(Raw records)

>>

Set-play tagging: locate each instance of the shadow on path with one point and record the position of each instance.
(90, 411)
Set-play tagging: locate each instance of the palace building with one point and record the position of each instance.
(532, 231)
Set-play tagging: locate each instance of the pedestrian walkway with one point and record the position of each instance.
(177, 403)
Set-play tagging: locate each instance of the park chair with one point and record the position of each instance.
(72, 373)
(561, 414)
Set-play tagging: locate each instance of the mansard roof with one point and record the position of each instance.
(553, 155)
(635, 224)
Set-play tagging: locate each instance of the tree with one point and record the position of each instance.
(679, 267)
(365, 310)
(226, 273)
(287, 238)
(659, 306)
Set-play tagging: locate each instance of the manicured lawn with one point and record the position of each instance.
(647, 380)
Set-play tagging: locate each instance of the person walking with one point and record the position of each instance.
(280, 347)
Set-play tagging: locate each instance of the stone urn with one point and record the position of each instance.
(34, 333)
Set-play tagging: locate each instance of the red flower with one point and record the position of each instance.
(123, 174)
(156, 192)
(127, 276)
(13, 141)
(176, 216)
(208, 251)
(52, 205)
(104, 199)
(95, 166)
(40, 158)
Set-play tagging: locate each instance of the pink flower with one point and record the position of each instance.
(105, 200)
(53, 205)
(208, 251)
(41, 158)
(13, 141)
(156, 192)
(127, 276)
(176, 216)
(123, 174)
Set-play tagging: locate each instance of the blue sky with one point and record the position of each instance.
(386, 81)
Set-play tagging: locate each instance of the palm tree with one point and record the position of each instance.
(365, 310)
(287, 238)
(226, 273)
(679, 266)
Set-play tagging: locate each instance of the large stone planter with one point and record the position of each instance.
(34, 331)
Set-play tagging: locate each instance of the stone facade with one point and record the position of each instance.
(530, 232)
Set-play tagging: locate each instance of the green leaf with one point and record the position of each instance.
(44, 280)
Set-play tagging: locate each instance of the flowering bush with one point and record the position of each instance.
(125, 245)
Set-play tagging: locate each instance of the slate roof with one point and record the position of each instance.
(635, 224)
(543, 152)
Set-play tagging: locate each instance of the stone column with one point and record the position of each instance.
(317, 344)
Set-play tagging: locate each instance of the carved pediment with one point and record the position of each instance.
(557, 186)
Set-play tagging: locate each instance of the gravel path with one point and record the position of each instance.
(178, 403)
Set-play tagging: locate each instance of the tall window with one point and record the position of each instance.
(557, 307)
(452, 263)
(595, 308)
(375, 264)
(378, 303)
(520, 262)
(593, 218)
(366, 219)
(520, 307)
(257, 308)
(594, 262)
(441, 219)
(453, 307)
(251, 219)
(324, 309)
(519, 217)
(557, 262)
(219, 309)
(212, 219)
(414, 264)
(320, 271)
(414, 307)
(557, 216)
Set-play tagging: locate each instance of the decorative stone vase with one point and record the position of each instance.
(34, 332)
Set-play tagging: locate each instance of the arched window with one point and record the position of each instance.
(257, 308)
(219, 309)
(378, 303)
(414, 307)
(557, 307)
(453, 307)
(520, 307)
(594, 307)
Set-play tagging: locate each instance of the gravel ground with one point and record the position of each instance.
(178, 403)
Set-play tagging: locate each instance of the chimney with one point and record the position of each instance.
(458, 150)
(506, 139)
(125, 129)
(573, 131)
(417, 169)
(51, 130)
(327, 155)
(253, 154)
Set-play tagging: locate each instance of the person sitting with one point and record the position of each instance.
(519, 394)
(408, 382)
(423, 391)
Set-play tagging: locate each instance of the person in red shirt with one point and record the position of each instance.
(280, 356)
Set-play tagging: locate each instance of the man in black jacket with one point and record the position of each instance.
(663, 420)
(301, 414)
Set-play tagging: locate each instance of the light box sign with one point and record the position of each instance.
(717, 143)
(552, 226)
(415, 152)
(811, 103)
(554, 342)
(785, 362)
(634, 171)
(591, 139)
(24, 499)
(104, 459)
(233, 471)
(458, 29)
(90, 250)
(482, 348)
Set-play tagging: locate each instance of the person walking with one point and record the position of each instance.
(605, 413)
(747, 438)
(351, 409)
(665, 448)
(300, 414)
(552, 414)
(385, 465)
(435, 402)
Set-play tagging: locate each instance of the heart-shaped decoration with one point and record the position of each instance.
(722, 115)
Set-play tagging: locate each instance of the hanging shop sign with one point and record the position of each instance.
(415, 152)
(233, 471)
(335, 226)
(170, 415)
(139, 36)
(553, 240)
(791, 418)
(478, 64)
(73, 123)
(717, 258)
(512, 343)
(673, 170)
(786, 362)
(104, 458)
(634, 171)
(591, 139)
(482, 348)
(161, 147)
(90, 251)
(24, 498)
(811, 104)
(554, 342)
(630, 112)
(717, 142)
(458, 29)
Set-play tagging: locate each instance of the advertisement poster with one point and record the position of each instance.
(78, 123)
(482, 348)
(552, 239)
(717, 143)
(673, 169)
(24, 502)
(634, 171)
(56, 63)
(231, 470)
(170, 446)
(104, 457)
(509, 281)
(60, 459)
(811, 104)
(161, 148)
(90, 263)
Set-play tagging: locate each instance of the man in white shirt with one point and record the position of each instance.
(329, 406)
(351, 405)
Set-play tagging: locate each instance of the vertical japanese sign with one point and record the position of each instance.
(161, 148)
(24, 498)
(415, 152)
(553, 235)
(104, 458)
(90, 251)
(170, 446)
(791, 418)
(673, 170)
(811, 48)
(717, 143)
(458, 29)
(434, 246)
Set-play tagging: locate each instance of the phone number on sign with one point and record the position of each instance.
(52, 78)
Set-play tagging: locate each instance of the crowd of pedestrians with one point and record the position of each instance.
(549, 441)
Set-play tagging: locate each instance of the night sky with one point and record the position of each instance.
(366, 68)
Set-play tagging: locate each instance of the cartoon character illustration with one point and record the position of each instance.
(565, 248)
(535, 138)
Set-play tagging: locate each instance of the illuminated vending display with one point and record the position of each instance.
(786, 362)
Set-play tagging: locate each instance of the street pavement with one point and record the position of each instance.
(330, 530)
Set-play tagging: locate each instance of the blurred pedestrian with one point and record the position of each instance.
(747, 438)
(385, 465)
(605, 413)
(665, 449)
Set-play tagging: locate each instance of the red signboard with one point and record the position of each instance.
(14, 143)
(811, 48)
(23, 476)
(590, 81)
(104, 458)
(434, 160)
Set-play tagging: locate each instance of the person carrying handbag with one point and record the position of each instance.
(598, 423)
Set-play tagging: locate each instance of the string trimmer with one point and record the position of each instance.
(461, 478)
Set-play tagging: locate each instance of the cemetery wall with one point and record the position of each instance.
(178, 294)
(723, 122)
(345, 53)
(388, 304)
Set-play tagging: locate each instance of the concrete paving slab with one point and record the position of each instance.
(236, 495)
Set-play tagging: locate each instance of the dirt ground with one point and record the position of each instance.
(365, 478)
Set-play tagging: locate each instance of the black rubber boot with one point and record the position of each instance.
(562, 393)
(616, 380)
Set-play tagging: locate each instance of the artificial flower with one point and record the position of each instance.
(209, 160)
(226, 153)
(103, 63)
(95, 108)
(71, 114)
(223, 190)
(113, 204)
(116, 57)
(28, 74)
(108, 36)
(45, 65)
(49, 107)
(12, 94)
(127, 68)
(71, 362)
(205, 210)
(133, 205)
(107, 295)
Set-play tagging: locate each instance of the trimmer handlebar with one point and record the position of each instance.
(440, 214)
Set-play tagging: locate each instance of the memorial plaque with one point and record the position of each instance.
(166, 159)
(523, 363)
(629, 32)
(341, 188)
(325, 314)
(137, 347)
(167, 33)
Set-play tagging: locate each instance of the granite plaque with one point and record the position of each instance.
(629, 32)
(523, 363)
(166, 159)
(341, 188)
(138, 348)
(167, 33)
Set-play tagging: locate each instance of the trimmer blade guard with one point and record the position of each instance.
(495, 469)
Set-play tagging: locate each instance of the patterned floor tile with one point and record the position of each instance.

<<

**Required task:** Repeat the line that contains "Set-play tagging: locate each instance of the granite", then every line after it until the records end, with nothing added.

**Reply to the exercise:**
Set-play tagging: locate each instance of the granite plaque with one point and record the position of each instance.
(629, 32)
(523, 363)
(166, 159)
(341, 188)
(138, 348)
(167, 33)
Set-play tagging: locate each instance of the trimmer blade guard with one point and record the position of each instance.
(495, 469)
Set-play tagging: locate each instance of the patterned floor tile with one point and record the position of each instance.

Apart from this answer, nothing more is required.